### Task goal
Copy every one of the following items line for line, changing nothing.

### Supplied information
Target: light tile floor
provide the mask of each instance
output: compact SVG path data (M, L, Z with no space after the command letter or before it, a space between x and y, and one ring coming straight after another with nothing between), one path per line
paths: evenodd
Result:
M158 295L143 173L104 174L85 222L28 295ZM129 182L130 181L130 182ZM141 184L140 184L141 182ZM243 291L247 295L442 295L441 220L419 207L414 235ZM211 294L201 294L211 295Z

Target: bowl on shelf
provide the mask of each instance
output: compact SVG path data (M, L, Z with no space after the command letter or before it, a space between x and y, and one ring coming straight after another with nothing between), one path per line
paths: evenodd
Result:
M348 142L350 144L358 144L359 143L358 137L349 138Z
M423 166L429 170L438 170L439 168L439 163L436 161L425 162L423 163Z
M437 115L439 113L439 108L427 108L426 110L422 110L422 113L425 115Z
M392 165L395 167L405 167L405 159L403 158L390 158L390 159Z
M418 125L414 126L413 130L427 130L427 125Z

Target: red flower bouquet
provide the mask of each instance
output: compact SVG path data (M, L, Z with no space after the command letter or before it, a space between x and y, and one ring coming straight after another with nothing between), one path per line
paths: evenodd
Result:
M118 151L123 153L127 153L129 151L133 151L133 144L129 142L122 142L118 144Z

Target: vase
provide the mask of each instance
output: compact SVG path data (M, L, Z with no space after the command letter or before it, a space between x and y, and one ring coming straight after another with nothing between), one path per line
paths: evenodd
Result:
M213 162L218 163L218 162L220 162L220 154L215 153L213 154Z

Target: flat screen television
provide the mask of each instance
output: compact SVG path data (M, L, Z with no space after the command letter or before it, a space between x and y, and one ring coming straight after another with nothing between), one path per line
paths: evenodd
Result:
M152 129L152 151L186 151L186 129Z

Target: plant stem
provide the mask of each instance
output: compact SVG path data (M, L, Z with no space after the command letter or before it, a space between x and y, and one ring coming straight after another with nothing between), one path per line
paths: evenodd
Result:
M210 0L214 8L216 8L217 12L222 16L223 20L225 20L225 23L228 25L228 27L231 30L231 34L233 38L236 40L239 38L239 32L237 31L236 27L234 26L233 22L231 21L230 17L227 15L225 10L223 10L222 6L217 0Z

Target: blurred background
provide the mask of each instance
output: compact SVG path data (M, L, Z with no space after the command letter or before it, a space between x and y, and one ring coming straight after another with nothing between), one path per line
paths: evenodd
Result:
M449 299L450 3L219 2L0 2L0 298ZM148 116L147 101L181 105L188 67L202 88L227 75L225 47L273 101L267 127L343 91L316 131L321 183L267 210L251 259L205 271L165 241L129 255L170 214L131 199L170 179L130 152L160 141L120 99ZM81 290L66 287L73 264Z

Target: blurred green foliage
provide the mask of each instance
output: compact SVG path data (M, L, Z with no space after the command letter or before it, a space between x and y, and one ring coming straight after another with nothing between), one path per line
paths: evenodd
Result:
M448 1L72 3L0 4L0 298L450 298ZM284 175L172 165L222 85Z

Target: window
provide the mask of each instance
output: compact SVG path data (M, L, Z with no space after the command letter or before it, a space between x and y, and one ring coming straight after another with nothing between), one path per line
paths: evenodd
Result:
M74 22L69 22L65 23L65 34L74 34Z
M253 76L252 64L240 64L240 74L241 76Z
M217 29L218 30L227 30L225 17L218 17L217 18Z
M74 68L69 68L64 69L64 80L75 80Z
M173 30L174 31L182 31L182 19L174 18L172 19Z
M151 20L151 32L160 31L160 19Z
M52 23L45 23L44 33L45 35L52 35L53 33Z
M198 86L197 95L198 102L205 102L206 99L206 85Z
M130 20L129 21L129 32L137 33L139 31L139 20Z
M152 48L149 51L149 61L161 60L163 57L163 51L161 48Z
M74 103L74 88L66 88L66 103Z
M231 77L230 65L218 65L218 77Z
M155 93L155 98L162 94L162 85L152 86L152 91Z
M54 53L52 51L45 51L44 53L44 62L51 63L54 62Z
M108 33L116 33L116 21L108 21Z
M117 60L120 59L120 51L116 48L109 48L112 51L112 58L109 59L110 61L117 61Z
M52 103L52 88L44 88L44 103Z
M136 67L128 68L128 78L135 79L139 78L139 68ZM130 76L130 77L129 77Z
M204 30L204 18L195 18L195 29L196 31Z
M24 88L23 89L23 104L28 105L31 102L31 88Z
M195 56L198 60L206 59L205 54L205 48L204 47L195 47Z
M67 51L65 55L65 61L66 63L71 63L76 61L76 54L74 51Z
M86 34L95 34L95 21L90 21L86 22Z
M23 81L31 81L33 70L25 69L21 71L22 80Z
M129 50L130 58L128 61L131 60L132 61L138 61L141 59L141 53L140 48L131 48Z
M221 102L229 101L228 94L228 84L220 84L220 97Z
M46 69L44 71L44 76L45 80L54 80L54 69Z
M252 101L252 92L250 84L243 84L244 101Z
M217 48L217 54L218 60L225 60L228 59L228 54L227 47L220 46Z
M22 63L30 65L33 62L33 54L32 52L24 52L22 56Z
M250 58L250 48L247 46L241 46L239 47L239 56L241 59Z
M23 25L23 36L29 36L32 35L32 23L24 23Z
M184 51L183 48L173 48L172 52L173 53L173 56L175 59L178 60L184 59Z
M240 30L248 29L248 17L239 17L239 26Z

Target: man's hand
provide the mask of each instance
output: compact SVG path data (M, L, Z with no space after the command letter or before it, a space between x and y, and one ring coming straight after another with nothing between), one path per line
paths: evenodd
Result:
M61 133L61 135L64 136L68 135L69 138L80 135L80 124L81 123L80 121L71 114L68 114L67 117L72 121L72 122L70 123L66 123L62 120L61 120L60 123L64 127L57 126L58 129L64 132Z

### Result of the task
Target: light tile floor
provide the mask of each instance
output: compact SVG path data (M, L, Z with no space after the command letter or before it, a space between x and y, and one ring coming straight after another with nothing between), one path per line
paths: evenodd
Result:
M158 295L143 173L104 174L85 222L28 295ZM129 182L130 181L130 182ZM141 184L140 184L141 182ZM243 291L247 295L442 295L441 220L419 207L414 235ZM211 294L201 294L211 295Z

Target: bowl on shelf
provide the mask of each instance
output: compact SVG path data (M, L, Z with no space after the command letter or before it, a space between x and y, and one ring coming straight after another with nothing between), one path per line
paths: evenodd
Result:
M348 142L350 144L358 144L359 143L358 137L349 138Z
M423 166L429 170L438 170L439 168L439 163L436 161L425 162L423 163Z
M437 115L439 113L439 108L427 108L426 110L422 110L422 113L425 115Z
M392 165L395 167L405 167L405 159L403 158L390 158L390 159Z
M418 125L414 126L413 130L427 130L427 125Z

Target: red flower bouquet
provide the mask of each instance
output: compact SVG path data (M, L, Z with no space after the command letter or before it, a space between x and y, and one ring coming straight after another with nothing between), one path per line
paths: evenodd
Result:
M118 151L123 153L127 153L129 151L133 151L133 144L129 142L122 142L118 144Z

Target: vase
provide the mask of each instance
output: compact SVG path data (M, L, Z with no space after the command letter or before it, a space between x and y, and one ring coming straight after another with nothing between), one path per line
paths: evenodd
Result:
M213 162L218 163L218 162L220 162L220 154L215 153L213 154Z

Target: flat screen television
provide the mask of each instance
output: compact SVG path data (M, L, Z with no space after the command letter or before it, a space between x and y, and one ring coming straight after another with nothing between), one path per line
paths: evenodd
Result:
M152 129L152 151L186 151L186 129Z

Target: plant stem
provide the mask of each instance
output: compact SVG path data (M, L, Z with no space after the command letter or before it, a space between x and y, and one ring coming straight after another with nothing between), one path per line
paths: evenodd
Result:
M210 0L214 8L216 8L217 12L222 16L223 20L225 20L225 23L228 25L228 27L231 30L231 34L233 38L236 40L239 38L239 32L237 31L236 27L234 26L233 22L231 21L230 17L227 15L225 10L223 10L222 6L217 0Z

Target: blurred background
provide the mask of each instance
output: compact SVG path data (M, L, Z with no space after the command letter or before it, a space between x and y, and one ring coming straight after another with nothing between), one path per line
paths: evenodd
Result:
M449 299L450 3L219 2L0 2L0 298ZM148 116L147 101L181 105L188 67L202 88L227 75L225 47L273 101L267 127L343 91L316 131L321 183L267 210L251 259L205 271L165 241L129 255L170 214L131 199L170 179L130 152L160 141L120 99ZM81 290L66 287L73 264Z

Target: blurred green foliage
provide the mask of each instance
output: compact SVG path data (M, L, Z with no space after the command letter or before it, a space between x and y, and one ring coming straight after another with nothing between), one path per line
paths: evenodd
Result:
M448 1L72 3L0 4L0 298L450 298ZM284 175L172 165L222 85Z

Target: window
provide the mask of each instance
output: compact SVG path data (M, L, Z with no space after the command letter or before it, a space between x and y, and one ring coming straight after another with nothing between), one path per line
paths: evenodd
Result:
M74 22L69 22L65 23L65 34L74 34Z
M253 76L252 64L240 64L240 74L241 76Z
M217 29L218 30L227 30L225 17L218 17L217 18Z
M74 68L69 68L64 69L64 80L75 80Z
M173 30L174 31L182 31L182 19L174 18L172 19Z
M151 20L151 32L160 31L160 19Z
M52 23L45 23L44 33L45 35L52 35L53 33Z
M198 86L197 95L198 102L205 102L206 99L206 85Z
M130 20L129 21L129 32L137 33L139 31L139 20Z
M152 48L149 51L149 61L161 60L163 57L163 51L161 48Z
M74 103L74 88L66 88L66 103Z
M231 77L230 65L218 65L218 77Z
M155 93L155 98L162 94L162 85L152 86L152 91Z
M54 53L52 51L45 51L44 53L44 62L51 63L54 62Z
M108 33L116 33L116 21L108 21Z
M117 60L120 59L120 51L116 48L109 48L112 51L112 58L109 59L110 61L117 61Z
M52 103L52 88L44 88L44 103Z
M136 67L128 68L128 78L135 79L139 78L139 68ZM130 76L130 77L129 77Z
M204 30L204 18L195 18L195 29L196 31Z
M24 88L23 89L23 104L28 105L31 102L31 88Z
M195 56L198 60L206 59L205 54L205 48L204 47L195 47Z
M67 51L65 55L65 61L66 63L71 63L76 61L76 54L74 51Z
M86 34L95 34L95 21L90 21L86 22Z
M23 81L31 81L33 70L25 69L21 71L22 80Z
M129 50L130 58L128 61L131 60L132 61L138 61L141 59L141 53L140 48L131 48Z
M221 102L229 101L228 94L228 84L220 84L220 97Z
M46 69L44 71L44 76L45 80L54 80L54 69Z
M252 101L252 92L250 84L243 84L244 101Z
M217 48L217 54L218 60L225 60L228 59L228 54L227 47L220 46Z
M22 63L30 65L33 62L33 54L32 52L24 52L22 56Z
M250 58L250 48L247 46L241 46L239 47L239 56L241 59Z
M23 25L23 36L29 36L32 35L32 23L24 23Z
M184 51L183 48L173 48L172 52L173 53L173 56L175 59L178 60L184 59Z
M240 30L248 29L248 17L239 17L239 26Z

Target: man's hand
provide the mask of each instance
output: compact SVG path data (M, L, Z with no space after the command letter or before it, a space between x and y, and one ring coming straight after another with nothing between), one path per line
paths: evenodd
Result:
M61 133L61 135L64 136L68 135L69 138L80 135L80 124L81 123L80 121L71 114L68 114L67 117L72 121L72 122L70 123L66 123L62 120L61 120L60 123L64 127L57 126L58 129L64 132Z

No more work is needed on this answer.